[Opening INPUT DATA section]

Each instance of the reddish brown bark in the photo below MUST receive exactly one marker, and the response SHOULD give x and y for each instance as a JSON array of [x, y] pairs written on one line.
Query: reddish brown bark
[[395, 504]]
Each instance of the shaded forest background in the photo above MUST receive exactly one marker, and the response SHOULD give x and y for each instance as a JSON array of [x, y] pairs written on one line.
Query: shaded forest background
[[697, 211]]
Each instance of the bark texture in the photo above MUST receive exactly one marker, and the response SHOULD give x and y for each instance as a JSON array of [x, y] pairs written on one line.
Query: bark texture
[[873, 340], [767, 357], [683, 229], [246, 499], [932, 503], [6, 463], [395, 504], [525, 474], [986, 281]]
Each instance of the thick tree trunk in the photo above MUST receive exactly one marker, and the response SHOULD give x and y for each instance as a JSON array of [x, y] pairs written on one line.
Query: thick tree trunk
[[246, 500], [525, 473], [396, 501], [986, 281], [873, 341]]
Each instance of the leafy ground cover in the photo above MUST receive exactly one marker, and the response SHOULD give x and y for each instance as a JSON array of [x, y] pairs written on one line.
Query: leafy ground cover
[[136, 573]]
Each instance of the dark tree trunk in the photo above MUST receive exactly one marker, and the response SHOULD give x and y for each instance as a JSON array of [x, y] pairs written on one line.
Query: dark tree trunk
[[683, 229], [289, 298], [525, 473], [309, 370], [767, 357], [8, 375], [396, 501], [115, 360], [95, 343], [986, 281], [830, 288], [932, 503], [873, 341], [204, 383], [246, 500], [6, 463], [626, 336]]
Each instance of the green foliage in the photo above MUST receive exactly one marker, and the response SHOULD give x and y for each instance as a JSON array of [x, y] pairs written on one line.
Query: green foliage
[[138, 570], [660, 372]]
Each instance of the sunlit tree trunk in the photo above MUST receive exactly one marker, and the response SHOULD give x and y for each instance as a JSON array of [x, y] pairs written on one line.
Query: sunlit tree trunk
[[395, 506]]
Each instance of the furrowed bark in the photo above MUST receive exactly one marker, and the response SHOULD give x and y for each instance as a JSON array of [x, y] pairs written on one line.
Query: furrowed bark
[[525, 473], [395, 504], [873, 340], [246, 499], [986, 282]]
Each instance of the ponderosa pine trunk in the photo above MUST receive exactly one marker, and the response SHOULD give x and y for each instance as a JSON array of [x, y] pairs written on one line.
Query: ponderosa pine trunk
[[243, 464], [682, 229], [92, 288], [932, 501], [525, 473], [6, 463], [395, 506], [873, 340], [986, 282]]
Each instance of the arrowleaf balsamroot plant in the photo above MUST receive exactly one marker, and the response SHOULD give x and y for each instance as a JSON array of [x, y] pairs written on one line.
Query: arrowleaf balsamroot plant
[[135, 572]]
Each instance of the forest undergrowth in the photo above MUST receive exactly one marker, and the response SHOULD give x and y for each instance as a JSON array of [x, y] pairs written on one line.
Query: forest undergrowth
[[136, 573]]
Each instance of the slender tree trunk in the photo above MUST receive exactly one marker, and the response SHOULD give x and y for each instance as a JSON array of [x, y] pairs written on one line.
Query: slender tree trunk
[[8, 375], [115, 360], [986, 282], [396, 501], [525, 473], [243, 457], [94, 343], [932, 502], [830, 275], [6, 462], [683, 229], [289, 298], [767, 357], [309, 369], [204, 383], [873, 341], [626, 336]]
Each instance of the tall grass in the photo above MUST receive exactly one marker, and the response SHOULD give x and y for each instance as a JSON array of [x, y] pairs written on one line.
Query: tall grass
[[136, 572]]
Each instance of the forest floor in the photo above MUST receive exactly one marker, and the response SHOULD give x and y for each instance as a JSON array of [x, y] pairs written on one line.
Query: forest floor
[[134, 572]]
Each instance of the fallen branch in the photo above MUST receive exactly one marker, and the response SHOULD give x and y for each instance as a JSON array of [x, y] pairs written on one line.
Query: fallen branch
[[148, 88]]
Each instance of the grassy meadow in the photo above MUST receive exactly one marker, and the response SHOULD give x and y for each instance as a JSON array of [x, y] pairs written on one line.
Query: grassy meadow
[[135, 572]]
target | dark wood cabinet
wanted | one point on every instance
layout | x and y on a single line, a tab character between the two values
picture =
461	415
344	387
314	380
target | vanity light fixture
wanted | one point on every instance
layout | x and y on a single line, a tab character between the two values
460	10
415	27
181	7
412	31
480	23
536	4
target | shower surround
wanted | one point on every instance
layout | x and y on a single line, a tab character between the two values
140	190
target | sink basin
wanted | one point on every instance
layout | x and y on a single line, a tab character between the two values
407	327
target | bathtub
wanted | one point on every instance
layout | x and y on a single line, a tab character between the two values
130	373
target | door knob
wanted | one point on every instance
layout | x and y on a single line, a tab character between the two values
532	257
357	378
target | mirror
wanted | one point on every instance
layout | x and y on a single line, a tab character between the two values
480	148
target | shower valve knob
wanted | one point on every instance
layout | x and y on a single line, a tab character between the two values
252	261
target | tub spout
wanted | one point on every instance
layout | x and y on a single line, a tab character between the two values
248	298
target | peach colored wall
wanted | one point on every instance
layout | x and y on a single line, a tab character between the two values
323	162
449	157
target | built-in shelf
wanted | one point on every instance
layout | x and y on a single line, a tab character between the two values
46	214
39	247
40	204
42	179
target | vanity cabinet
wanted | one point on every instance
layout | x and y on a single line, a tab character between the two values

[Closing INPUT DATA section]

— EXERCISE BRIEF —
Nothing but a number is wanted here: the count of lines in the listing with the word "target".

— ANSWER BOX —
12